[Lignes d'un jeu de données sur l'emplacement des objets]
▬▬▬▬▬▬▬▬▬▬
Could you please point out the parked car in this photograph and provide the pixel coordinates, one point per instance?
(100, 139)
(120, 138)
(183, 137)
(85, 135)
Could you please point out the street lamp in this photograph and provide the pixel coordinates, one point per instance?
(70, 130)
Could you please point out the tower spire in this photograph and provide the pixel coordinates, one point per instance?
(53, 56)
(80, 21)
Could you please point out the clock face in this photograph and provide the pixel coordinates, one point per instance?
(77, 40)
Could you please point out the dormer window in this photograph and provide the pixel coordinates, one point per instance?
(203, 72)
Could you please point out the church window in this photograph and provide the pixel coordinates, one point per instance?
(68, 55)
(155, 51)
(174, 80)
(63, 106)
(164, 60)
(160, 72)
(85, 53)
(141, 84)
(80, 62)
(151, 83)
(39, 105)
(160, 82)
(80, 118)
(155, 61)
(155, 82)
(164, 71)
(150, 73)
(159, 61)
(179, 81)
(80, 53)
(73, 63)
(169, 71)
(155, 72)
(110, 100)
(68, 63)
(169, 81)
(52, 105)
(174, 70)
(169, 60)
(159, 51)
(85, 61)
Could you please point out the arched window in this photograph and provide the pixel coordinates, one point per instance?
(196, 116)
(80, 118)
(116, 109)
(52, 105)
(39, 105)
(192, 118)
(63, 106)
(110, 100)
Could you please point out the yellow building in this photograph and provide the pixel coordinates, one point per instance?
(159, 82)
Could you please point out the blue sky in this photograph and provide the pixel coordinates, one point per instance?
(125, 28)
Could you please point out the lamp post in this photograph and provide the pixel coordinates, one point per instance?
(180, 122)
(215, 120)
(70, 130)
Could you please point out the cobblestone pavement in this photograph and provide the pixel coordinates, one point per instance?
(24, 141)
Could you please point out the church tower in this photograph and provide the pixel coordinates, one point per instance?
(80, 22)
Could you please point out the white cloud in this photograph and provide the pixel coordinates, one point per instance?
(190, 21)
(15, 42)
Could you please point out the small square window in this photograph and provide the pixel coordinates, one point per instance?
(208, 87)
▬▬▬▬▬▬▬▬▬▬
* _CONSIGNE_: Extrayez et recopiez à l'identique les lignes des entrées, en commençant par celle qui contient « Could you please point out the small » et en allant jusqu'à la fin des entrées.

* _RÉSULTAT ATTENDU_:
Could you please point out the small square window in this photograph and provide the pixel coordinates, one point per instance?
(208, 87)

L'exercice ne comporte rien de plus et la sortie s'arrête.